### Actions to take:
1 - Rewrite the part of the forum thread from "result = pattern.findall(source)" up to and including "conditions in regex?", substituting "finditer" for "findall".
2 - Summarize the forum thread in three sentences.
3 - For each statement below, say whether it agrees with the forum thread, answering yes or no and quoting the words from the thread that decide it.
(a) The original code compiles its patterns with the re.IGNORECASE flag.
(b) The poster says the cheese texts are all the information they need to process.
(c) The pattern in the reply includes the word "cheese".

### Passage shown:
--

Reputation: 3455
I begin to learn re
module. First I'll show the original code:
import re
cheesetext = u'''<tag>I love cheese.</tag>
<tag>Yeah, cheese is all I need.</tag>
<tag>But let me explain one thing.</tag>
<tag>Cheese is REALLY I need.</tag>
<tag>And the last thing I'd like to say...</tag>
<tag>Everyone can like cheese.</tag>
<tag>It's a question of the time, I think.</tag>'''
def action1(source):
regex = u'<tag>(.*?)</tag>'
pattern = re.compile(regex, re.UNICODE | re.DOTALL | re.IGNORECASE)
result = pattern.findall(source)
return(result)
def action2(match, source):
pattern = re.compile(match, re.UNICODE | re.DOTALL | re.IGNORECASE)
result = bool(pattern.findall(source))
return(result)
result = action1(cheesetext)
result = [item for item in result if action2(u'cheese', item)]
print result
>>> [u'I love cheese.', u'Yeah, cheese is all I need.', u'Cheese is REALLY I need.', u'Everyone can like cheese.']
And now what I need. I need to do the same thing using one regex. It was an example, I have to process much more information than these cheesy texts. :-) Is it possible to combine these two actions in one regex? So the question is: how can I use conditions in regex?
Upvotes: 0
Views: 1952
Reputation: 20270
>>> p = u'<tag>((?:(?!</tag>).)*cheese.*?)</tag>'
>>> patt = re.compile(p, re.UNICODE | re.DOTALL | re.IGNORECASE)

--

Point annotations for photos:
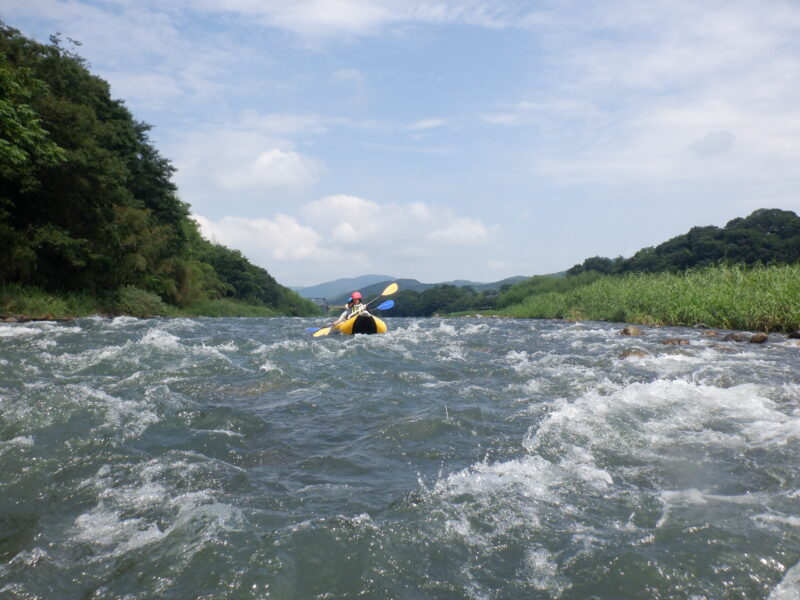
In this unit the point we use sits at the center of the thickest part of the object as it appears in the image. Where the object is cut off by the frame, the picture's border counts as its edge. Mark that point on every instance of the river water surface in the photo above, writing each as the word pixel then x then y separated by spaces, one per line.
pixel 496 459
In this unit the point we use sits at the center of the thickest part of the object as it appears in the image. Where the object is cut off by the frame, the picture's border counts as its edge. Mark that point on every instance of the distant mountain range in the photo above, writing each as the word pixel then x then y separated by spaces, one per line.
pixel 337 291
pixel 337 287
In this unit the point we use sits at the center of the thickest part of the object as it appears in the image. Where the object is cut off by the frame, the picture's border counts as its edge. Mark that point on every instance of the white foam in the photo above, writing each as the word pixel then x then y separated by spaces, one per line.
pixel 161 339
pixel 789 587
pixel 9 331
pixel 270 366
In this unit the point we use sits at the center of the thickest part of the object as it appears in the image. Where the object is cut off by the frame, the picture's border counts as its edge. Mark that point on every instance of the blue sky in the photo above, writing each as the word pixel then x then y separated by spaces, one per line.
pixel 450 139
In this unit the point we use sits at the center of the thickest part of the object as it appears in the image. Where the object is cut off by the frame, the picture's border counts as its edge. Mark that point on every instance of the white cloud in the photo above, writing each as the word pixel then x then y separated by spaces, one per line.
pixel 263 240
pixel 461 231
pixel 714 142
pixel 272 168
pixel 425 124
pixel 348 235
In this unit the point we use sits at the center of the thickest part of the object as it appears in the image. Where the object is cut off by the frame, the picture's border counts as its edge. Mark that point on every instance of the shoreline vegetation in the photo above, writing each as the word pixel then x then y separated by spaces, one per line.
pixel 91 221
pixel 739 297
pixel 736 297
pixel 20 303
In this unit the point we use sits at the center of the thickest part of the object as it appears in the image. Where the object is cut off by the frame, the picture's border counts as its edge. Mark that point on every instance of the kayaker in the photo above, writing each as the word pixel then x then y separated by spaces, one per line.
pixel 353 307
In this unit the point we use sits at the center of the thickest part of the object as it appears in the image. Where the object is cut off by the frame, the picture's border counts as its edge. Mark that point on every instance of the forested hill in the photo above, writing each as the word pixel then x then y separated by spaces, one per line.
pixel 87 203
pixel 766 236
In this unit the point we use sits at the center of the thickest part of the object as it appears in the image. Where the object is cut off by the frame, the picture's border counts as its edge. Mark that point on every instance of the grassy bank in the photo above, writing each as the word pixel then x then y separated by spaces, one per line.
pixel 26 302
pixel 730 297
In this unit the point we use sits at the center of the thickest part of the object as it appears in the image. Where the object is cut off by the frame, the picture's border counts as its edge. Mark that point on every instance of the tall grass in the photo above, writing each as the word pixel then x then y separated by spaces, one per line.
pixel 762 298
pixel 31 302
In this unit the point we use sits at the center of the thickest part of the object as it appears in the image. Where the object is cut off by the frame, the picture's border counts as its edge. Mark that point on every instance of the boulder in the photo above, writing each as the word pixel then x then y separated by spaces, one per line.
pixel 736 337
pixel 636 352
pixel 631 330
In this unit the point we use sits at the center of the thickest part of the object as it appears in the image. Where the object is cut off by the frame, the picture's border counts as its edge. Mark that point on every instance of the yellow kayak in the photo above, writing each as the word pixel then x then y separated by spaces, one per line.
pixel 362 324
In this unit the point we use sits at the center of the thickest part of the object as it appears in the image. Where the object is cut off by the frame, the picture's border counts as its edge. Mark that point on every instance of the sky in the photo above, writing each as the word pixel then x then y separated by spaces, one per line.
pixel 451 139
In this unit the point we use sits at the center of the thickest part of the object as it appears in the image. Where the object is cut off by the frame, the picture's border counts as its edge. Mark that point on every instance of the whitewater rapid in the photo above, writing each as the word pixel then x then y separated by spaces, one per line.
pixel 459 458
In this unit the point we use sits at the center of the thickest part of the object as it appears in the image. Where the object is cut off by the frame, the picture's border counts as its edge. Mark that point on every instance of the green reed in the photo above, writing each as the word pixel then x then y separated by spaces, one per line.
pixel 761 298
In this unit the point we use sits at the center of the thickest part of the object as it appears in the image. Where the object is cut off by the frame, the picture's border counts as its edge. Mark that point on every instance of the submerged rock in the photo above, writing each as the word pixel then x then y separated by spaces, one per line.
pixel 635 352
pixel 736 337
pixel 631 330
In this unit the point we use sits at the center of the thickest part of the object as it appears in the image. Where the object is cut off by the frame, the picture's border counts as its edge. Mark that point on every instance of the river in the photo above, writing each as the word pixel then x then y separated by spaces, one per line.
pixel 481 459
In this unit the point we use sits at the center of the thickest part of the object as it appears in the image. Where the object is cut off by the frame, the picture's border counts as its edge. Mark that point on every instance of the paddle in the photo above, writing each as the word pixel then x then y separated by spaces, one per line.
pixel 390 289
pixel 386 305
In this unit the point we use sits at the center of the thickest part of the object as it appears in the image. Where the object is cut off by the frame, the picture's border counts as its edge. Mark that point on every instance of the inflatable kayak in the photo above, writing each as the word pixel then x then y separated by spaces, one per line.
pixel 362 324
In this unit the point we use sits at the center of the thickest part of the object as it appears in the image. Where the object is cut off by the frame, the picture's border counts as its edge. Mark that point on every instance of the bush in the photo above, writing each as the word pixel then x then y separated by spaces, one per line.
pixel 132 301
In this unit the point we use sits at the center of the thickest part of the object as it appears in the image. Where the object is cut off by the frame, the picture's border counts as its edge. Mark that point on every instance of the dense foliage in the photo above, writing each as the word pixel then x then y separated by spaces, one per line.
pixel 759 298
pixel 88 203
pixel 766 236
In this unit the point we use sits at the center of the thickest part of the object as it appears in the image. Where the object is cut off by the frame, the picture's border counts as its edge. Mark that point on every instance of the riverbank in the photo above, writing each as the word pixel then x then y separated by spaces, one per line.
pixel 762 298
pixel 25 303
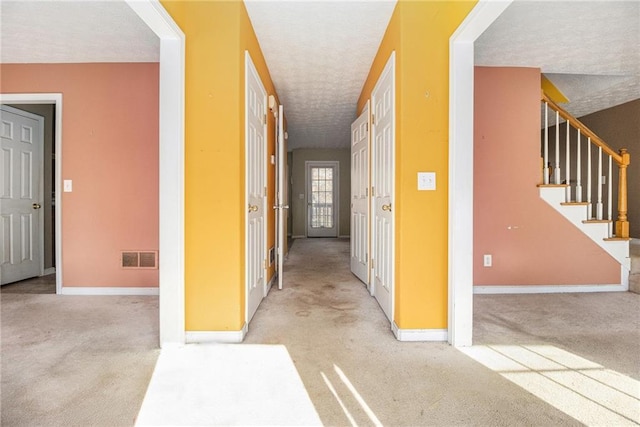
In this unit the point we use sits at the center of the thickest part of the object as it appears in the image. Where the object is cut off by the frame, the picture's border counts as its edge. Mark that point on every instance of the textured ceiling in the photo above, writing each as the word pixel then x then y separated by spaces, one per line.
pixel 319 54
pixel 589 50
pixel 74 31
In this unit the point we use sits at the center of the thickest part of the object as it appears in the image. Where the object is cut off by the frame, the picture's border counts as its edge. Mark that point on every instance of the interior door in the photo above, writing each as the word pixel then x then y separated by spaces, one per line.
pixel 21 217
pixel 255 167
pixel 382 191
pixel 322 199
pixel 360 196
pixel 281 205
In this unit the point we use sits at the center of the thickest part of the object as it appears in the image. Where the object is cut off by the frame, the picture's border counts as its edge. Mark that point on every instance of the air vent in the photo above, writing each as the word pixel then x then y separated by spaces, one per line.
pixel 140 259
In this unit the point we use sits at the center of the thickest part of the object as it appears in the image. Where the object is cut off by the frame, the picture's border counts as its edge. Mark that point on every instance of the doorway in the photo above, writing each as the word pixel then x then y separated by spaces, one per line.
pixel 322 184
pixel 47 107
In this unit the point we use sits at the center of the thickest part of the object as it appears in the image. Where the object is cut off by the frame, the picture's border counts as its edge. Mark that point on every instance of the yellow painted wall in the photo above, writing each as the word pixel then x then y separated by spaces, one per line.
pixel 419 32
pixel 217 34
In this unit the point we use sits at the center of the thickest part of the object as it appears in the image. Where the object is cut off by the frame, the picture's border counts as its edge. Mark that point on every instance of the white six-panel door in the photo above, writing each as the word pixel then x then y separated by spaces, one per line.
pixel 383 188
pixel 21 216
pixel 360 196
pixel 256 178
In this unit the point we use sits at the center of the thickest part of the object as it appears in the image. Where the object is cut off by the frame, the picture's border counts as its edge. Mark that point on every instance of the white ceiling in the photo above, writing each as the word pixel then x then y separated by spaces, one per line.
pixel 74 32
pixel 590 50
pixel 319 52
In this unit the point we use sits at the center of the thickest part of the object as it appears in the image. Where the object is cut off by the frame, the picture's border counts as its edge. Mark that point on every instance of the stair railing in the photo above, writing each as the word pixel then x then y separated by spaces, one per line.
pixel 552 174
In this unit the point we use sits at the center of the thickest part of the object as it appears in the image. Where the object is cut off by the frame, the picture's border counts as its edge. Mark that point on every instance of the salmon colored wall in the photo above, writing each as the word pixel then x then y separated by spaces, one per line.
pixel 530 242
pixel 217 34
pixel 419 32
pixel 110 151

--

### Answers given:
1 -
result = pattern.finditer(source)
return(result)
def action2(match, source):
pattern = re.compile(match, re.UNICODE | re.DOTALL | re.IGNORECASE)
result = bool(pattern.finditer(source))
return(result)
result = action1(cheesetext)
result = [item for item in result if action2(u'cheese', item)]
print result
>>> [u'I love cheese.', u'Yeah, cheese is all I need.', u'Cheese is REALLY I need.', u'Everyone can like cheese.']
And now what I need. I need to do the same thing using one regex. It was an example, I have to process much more information than these cheesy texts. :-) Is it possible to combine these two actions in one regex? So the question is: how can I use conditions in regex?

2 - The poster, who is beginning to learn Python's re module, shows code that uses one regex to extract the text between each pair of <tag> markers and a second regex to keep only the items containing "cheese." They ask whether these two actions can be combined into a single regex, and how conditions can be used in a regex. A reply gives a pattern that matches <tag> content containing "cheese" and compiles it with the same flags.

3 -
(a) Yes: "re.UNICODE | re.DOTALL | re.IGNORECASE"
(b) No: "I have to process much more information than these cheesy texts."
(c) Yes: "p = u'<tag>((?:(?!</tag>).)*cheese.*?)</tag>'"